WHAT THE EXERCISE ASKS: Reproduce all of the data below verbatim, line for line, leaving out the pictures.

Data from a collection:
..............................

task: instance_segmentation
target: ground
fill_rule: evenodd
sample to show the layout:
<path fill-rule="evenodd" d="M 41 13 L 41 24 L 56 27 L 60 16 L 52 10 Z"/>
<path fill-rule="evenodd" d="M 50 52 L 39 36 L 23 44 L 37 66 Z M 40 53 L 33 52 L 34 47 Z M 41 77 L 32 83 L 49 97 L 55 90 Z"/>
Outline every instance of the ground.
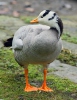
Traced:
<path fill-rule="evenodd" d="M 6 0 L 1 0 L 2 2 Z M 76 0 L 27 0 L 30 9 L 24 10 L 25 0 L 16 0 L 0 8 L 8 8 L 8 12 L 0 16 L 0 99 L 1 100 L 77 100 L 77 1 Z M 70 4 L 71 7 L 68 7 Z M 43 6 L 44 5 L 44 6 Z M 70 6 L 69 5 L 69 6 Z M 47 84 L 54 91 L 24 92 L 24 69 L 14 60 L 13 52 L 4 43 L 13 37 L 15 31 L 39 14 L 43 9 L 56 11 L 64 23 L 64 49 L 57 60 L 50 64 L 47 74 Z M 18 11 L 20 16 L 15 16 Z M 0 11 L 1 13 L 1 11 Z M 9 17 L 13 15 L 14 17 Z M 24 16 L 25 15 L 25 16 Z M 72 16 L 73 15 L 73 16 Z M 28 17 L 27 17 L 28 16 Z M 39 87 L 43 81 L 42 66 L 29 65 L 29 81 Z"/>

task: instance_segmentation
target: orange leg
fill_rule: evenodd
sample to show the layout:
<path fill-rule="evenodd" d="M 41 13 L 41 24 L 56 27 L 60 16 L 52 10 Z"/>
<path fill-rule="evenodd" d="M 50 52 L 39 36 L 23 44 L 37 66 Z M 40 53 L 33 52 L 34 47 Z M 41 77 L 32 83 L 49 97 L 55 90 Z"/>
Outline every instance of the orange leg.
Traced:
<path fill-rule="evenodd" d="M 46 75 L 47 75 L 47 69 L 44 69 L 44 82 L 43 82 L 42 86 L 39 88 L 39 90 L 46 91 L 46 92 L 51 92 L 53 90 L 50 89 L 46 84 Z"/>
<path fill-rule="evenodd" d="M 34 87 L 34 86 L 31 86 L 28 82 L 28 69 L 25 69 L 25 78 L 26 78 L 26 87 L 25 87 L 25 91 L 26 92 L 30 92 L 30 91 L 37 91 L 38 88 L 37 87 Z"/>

..............................

OUTPUT FOR THIS TASK:
task: instance_segmentation
target: ground
fill_rule: evenodd
sample to show the layout:
<path fill-rule="evenodd" d="M 41 13 L 41 24 L 56 27 L 60 16 L 52 10 Z"/>
<path fill-rule="evenodd" d="M 50 52 L 39 36 L 23 44 L 37 66 Z M 40 53 L 33 52 L 34 47 Z M 41 77 L 32 83 L 49 97 L 55 90 Z"/>
Outline every instance of the ground.
Traced:
<path fill-rule="evenodd" d="M 6 0 L 1 0 L 2 2 Z M 76 0 L 27 0 L 30 9 L 24 10 L 25 0 L 16 0 L 0 8 L 8 8 L 8 12 L 0 16 L 0 99 L 1 100 L 77 100 L 77 1 Z M 70 4 L 71 7 L 68 7 Z M 43 6 L 44 5 L 44 6 Z M 70 6 L 69 5 L 69 6 Z M 47 84 L 54 91 L 24 92 L 24 69 L 14 60 L 13 52 L 4 43 L 13 37 L 15 31 L 39 14 L 43 9 L 56 11 L 64 23 L 64 49 L 57 60 L 50 64 L 47 74 Z M 18 11 L 20 16 L 15 16 Z M 0 11 L 1 13 L 1 11 Z M 9 17 L 13 15 L 14 17 Z M 24 16 L 25 15 L 25 16 Z M 72 16 L 73 15 L 73 16 Z M 28 17 L 27 17 L 28 16 Z M 39 87 L 43 81 L 42 66 L 29 65 L 29 81 Z"/>

task: instance_segmentation
target: orange leg
fill_rule: evenodd
sample to show the layout:
<path fill-rule="evenodd" d="M 41 13 L 41 24 L 56 27 L 60 16 L 52 10 Z"/>
<path fill-rule="evenodd" d="M 50 52 L 39 36 L 23 44 L 37 66 Z M 40 53 L 33 52 L 34 47 Z M 41 77 L 32 83 L 49 97 L 55 90 Z"/>
Outline every instance of the orange leg.
Traced:
<path fill-rule="evenodd" d="M 46 75 L 47 75 L 47 69 L 44 69 L 44 82 L 43 82 L 42 86 L 39 88 L 39 90 L 46 91 L 46 92 L 51 92 L 53 90 L 50 89 L 46 84 Z"/>
<path fill-rule="evenodd" d="M 34 87 L 34 86 L 31 86 L 28 82 L 28 69 L 25 69 L 25 78 L 26 78 L 26 87 L 25 87 L 25 91 L 26 92 L 30 92 L 30 91 L 37 91 L 38 88 L 37 87 Z"/>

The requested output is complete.